TESTO MOSTRATO>
◇ ◇ ◇ ◇ ◇ ◇ ◇

Finisce in soffitta la criticata circolare del 21 marzo firmata dal Dipartimento dell’amministrazione penitenziaria. Da ieri il provvedimento, nato per evitare possibili contagi tra i detenuti e diventato famoso perché secondo alcuni avrebbe contribuito alla scarcerazione di molti di loro, è stato sospeso “per effetto del mutato quadro sanitario dell’emergenza” da Covid-19. A mettere in naftalina la famigerata circolare sono stati il nuovo capo del Dipartimento delle carceri, Bernardo Petralia (nella foto) e il vice, Roberto Tartaglia, entrambi nominati dal Guardasigilli Bonafede tra il primo e il quattro maggio proprio a ridosso dell’affaire scarcerazioni.
Come messo nero su bianco dai vertici del Dap: “Il numero dei ristretti positivi al Covid 19, pari oggi a 66 persone su poco più di 53 mila detenuti, è in costante diminuzione. Negli istituti penitenziari risultano in atto protocolli di prevenzione dal rischio di diffusione del contagio”. Resta comunque “impregiudicata la necessità del più accurato monitoraggio delle condizioni di salute dei ristretti e fra questi, in particolare, di coloro maggiormente a rischio di complicanze in caso di contagio”, conclude la nota firmata da Petralia e Tartaglia.
IL PROVVEDIMENTO. L’atto, composto da una singola pagina inviata ai provveditori e direttori dei penitenziari italiani, raccomandava semplicemente la segnalazione “con solerzia”, ai magistrati di sorveglianza, della presenza di detenuti con gravi patologie – dall’Hiv al diabete scompensato -, come anche di tutti quelli “di età superiore ai 70 anni”. Pratiche su cui poi le toghe, “per quanto di competenza”, avrebbero dovuto decidere sull’eventuale collocazione fuori dal carcere. Proprio sul provvedimento, non più tardi di martedì, si era acceso il dibattito a seguito dell’audizione dell’ex dg del Dap, Giulio Romano, davanti alla Commissione Antimafia presieduta dal grillino Nicola Morra.

◇ ◇ ◇ ◇ ◇ ◇ ◇

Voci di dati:
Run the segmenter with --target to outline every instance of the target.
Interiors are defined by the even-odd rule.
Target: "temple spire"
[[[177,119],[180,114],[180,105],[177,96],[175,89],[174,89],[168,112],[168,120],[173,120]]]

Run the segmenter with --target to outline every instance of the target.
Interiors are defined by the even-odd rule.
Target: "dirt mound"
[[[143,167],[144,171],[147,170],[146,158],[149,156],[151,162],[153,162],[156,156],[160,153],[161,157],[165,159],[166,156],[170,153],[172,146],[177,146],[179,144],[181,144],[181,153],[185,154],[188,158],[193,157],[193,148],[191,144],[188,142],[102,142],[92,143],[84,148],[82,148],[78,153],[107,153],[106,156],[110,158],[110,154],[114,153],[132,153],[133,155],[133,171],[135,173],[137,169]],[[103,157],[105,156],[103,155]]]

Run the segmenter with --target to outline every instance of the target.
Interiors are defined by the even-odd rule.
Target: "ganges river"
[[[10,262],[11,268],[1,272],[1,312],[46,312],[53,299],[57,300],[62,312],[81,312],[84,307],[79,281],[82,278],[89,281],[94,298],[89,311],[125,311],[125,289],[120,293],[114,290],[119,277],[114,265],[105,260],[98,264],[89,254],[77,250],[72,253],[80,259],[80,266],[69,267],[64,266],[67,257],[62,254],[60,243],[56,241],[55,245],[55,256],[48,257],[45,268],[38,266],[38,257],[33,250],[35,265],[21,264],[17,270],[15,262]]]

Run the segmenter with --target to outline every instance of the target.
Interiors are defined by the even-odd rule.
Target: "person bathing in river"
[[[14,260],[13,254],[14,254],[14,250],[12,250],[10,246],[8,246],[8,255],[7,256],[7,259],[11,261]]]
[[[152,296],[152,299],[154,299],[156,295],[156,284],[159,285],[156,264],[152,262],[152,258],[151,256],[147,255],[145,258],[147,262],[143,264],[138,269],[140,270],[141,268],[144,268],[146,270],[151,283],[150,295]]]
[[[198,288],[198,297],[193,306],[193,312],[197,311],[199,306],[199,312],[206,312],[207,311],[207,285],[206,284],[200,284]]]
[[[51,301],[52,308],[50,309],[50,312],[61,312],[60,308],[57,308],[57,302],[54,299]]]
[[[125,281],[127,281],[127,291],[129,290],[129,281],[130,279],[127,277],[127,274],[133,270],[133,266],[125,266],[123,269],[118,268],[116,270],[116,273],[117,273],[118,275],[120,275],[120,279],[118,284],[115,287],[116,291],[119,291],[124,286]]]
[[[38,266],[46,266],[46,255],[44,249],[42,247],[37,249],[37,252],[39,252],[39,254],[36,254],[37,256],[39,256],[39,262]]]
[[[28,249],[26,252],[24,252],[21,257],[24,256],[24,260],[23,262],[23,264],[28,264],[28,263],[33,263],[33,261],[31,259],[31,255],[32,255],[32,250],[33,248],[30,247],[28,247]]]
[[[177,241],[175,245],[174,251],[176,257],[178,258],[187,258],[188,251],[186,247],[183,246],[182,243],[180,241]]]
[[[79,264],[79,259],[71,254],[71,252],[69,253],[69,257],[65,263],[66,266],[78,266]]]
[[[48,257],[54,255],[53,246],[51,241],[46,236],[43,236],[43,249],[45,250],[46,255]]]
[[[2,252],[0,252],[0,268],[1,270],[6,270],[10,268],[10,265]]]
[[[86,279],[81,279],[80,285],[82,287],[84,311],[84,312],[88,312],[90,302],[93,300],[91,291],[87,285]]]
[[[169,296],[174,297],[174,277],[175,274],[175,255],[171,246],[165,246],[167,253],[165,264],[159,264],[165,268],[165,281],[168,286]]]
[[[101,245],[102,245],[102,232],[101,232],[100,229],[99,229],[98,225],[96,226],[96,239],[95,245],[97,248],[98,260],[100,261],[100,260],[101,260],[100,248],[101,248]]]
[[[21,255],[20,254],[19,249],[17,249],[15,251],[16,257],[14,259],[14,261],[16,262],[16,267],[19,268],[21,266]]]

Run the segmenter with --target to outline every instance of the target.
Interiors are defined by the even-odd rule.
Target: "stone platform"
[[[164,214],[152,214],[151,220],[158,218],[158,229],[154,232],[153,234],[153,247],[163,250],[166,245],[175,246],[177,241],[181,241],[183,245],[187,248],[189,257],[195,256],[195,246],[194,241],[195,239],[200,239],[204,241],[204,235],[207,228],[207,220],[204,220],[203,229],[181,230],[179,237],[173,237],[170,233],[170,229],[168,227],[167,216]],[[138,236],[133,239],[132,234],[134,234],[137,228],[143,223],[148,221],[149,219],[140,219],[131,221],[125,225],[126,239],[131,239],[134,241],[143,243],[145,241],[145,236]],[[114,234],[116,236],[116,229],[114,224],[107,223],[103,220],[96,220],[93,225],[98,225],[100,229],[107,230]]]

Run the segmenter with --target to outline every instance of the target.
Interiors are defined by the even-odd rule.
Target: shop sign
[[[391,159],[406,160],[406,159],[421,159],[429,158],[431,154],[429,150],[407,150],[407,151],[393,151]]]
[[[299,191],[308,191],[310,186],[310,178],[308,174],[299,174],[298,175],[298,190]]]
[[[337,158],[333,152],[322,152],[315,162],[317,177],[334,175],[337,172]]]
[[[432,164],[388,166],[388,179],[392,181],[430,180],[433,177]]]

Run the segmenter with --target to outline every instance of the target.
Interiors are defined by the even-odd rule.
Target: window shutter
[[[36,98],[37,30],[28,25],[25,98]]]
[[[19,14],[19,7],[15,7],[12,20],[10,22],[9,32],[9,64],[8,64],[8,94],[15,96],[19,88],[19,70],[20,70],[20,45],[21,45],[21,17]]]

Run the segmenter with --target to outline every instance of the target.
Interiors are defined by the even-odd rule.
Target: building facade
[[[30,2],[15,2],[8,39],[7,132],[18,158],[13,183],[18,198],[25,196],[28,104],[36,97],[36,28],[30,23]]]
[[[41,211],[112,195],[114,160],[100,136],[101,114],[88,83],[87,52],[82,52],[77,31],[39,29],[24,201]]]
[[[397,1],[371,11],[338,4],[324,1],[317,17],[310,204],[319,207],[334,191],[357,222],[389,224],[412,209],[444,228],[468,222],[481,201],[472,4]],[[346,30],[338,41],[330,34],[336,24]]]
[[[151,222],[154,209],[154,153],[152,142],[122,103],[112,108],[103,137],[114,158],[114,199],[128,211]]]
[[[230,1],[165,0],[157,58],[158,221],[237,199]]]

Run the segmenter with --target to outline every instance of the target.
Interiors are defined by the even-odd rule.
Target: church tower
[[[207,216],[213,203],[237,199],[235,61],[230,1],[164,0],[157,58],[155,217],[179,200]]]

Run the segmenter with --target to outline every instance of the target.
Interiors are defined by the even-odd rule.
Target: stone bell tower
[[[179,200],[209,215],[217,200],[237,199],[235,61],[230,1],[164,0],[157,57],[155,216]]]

◇ ◇ ◇ ◇ ◇ ◇ ◇

COSA FARE> Per favore, riscrivi come elenco puntato il paragrafo del testo sulla circolare del Dap che comincia con «IL PROVVEDIMENTO. L'atto», conservandone i fatti principali. Le voci non servono.

RISULTATO>
- L'atto era una sola pagina inviata ai provveditori e ai direttori dei penitenziari italiani.
- Raccomandava di segnalare "con solerzia" ai magistrati di sorveglianza i detenuti con gravi patologie (dall'Hiv al diabete scompensato) e quelli di età superiore ai 70 anni.
- Su queste pratiche i magistrati avrebbero dovuto decidere, per quanto di competenza, l'eventuale collocazione fuori dal carcere.
- Martedì il dibattito sul provvedimento si era acceso dopo l'audizione dell'ex dg del Dap, Giulio Romano, davanti alla Commissione Antimafia presieduta da Nicola Morra.